## [TEXT PASSAGE]
The corpus RSTmulti contains English and German texts which have two separate Rhetorical Structure Theory annotations, for the purpose of studying disagreement in the context of discourse structure.
Repository with the dataset and scripts used in the The 19th Linguistic Annotation Workshop (LAW 2025) paper: Disagreements in analyses of rhetorical text structure: A new dataset and first analyses
Our doubly annotated data can be found in the data/
folder.
The files beginning with maz-*
are from PCC*, with more information in the paper: Discourse Parsing for German with new RST Corpora (Shahmohammadi & Stede, KONVENS 2024).
The files beginning with pcc-*
as well as impfenpro.rs3
and olympiacon.rs3
were doubly-annotated for the LAW paper. More information on the orignal PCC corpus can be found here.
The files beginning with UNSC-*
are previously unpublished doubly-annotated files from the UNSC-RST corpus. More information can be found in the paper: Rhetorical Strategies in the UN Security Council: Rhetorical Structure Theory and Conflicts (Zaczynska & Stede, SIGDIAL 2024), as well as in the repository for the UP Multilayer UNSC Corpus.

## [MATERIAL SHOWN]

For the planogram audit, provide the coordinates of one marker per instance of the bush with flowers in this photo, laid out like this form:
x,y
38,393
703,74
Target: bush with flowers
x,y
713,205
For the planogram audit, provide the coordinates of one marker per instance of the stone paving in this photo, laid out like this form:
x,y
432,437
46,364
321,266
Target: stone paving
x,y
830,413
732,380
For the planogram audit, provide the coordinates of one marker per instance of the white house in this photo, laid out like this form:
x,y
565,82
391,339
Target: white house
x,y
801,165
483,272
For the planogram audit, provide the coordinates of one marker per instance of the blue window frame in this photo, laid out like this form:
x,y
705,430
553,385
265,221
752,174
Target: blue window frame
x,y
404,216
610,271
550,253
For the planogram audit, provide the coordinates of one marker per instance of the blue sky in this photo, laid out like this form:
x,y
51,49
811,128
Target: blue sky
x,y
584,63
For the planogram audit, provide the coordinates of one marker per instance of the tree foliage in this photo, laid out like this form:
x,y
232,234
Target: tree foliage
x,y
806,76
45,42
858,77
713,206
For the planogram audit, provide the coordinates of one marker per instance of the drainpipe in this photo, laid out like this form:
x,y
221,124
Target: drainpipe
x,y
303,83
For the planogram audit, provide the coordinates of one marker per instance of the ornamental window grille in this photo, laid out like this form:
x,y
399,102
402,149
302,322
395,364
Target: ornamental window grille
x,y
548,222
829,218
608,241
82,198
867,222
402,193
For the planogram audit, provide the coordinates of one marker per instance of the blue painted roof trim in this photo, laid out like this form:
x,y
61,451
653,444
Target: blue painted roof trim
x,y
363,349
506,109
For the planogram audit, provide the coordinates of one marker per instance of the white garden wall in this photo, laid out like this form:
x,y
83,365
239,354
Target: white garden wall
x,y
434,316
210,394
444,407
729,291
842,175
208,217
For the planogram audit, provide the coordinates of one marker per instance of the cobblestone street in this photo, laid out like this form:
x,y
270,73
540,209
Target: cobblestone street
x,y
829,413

## [WORK TASK 1]
Can you rewrite the paragraph of the RSTmulti description that begins "The files beginning with UNSC-*" as a brief list that keeps its main facts?
## [WORK TASK 2]
Could you repeat, word for word, the stretch of the RSTmulti description from "The files beginning with maz-*" through "Stede, KONVENS 2024)."?
## [WORK TASK 3]
What comes next in the RSTmulti description? Carry it on from the point where it stops.

## [ANSWER BOX 1]
- Files starting with UNSC-* are previously unpublished, doubly annotated files from the UNSC-RST corpus.
- More details are in the paper "Rhetorical Strategies in the UN Security Council: Rhetorical Structure Theory and Conflicts" (Zaczynska & Stede, SIGDIAL 2024).
- More details are also in the repository for the UP Multilayer UNSC Corpus.

## [ANSWER BOX 2]
The files beginning with maz-*
are from PCC*, with more information in the paper: Discourse Parsing for German with new RST Corpora (Shahmohammadi & Stede, KONVENS 2024).

## [ANSWER BOX 3]
The other files (which end with either -a2
, -b1
, or -or
), are previously unpublished APA-RST files. More information can be found in the paper: APA-RST: A Text Simplification Corpus with RST Annotations (Hewett, CODI 2023).
The RST-DT is available from the Linguistic Data Consortium. We used the following files in our analysis: wsj_0615, wsj_0624, wsj_0630, wsj_0639, wsj_0651, wsj_0669, wsj_0684, wsj_1100, wsj_1102, wsj_1114, wsj_1117, wsj_1123, wsj_1129, wsj_1132, wsj_1141, wsj_1153, wsj_1168, wsj_1304, wsj_1314, wsj_1358, wsj_1924, wsj_1998, wsj_2303, wsj_2328, wsj_2349, wsj_2367
.
The folder tace_output/
contains the output from RSTTace.
If you would like to use your own data, download Tace and parse your files accordingly.
The folder scripts/
contains the scripts which are used to create the CSV files, which contain the categories which we use in our paper (interchangeable relations, etc.).
To run the scripts, first download the requirements as outlined in requirements.txt
.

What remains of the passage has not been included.